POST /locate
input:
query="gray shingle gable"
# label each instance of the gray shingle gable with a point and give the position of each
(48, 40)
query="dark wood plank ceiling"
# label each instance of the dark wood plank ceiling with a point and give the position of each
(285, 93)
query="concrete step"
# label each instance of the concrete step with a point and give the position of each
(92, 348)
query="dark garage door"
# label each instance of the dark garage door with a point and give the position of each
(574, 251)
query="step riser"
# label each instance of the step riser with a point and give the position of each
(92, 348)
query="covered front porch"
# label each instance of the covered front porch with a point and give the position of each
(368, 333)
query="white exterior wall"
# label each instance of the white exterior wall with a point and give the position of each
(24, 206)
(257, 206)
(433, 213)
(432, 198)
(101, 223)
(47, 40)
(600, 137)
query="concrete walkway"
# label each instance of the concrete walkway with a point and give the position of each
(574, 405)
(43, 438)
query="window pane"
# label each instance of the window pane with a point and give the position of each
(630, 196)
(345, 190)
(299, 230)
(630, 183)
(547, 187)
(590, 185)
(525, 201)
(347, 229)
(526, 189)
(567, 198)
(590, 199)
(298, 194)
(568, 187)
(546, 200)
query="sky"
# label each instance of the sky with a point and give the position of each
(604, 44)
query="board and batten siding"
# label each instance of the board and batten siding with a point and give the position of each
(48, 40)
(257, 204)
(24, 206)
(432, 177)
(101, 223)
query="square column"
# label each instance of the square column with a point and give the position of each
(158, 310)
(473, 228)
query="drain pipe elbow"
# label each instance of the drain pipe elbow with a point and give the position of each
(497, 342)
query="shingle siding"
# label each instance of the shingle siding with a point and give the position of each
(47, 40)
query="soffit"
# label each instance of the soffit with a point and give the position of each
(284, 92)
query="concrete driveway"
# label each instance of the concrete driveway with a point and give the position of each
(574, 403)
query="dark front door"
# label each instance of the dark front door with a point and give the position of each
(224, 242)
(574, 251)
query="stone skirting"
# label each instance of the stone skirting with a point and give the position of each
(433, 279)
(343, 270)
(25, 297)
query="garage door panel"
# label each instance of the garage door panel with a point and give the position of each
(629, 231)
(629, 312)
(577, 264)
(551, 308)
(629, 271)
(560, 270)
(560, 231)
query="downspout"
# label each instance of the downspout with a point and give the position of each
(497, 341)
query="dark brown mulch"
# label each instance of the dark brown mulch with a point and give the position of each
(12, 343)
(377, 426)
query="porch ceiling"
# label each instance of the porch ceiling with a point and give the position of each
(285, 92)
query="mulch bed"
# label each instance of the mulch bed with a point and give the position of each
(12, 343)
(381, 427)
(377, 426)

^^^^^^^^^^^^^^^^

Do this: Set down the entries above again, word for word.

Reply to the exercise:
POST /locate
input:
query="gray shingle gable"
# label each instance of the gray shingle gable with a point and give the position of each
(48, 40)
query="dark wood plank ceiling"
# label each instance of the dark wood plank ceiling with a point and give the position of each
(285, 93)
query="concrete step"
# label each instance of the concrete step with a point and give the position of each
(92, 348)
query="dark garage door"
# label each instance of the dark garage door with a point and give the position of each
(574, 251)
query="step riser"
# label each instance of the step riser with a point and give the position of each
(92, 348)
query="covered front porch"
# label each instance of the covered front porch with a point and give the position of each
(368, 333)
query="white exterior wall"
# label each instance of the white exterior wall with a point and give the position of each
(24, 206)
(257, 206)
(433, 213)
(432, 198)
(101, 223)
(47, 40)
(600, 137)
query="concrete walkway"
# label each instance of the concrete walkway with a point and give the position of each
(574, 405)
(43, 438)
query="window pane"
# label each instance of the window pane with a point and give the position of each
(630, 196)
(345, 190)
(299, 230)
(630, 183)
(547, 187)
(590, 185)
(525, 201)
(347, 229)
(526, 189)
(567, 198)
(590, 199)
(298, 194)
(568, 187)
(546, 200)
query="sky"
# label each instance of the sky with a point and give the position of each
(604, 44)
query="board and batten siding"
# label each instance of the board and batten siding with a point and give the position of each
(48, 40)
(257, 204)
(24, 206)
(432, 177)
(101, 223)
query="square column"
# label each instance of the square column with a point and give the position of each
(158, 310)
(473, 228)
query="drain pipe elbow"
# label each instance of the drain pipe elbow with a point and give the position of each
(497, 342)
query="shingle siding"
# label each instance of the shingle siding with a point and give the position of each
(47, 40)
query="soffit"
# label each instance of the soffit with a point and give the position of each
(284, 92)
query="concrete driveway"
# label each instance of the concrete driveway with a point and give the position of each
(574, 403)
query="dark front door"
# label each instance of the dark front door with a point and give the position of each
(224, 242)
(574, 251)
query="stone skirting"
# label each instance of the stone skirting with a point and give the position of each
(433, 279)
(343, 270)
(25, 297)
query="garage door panel"
# label each instance of the garage door panel with a point and give the position of each
(629, 231)
(629, 312)
(577, 264)
(551, 308)
(629, 271)
(560, 270)
(560, 231)
query="downspout"
# label each instance of the downspout with a point and give the position of each
(497, 341)
query="dark brown mulch"
# label each instance of the dark brown mulch with a point and give the position of each
(12, 343)
(377, 426)
query="porch ceiling"
# label each instance of the porch ceiling with a point and give the position of each
(285, 92)
query="mulch bed"
# label each instance of the mulch bed with a point and give the position of each
(12, 343)
(381, 427)
(377, 426)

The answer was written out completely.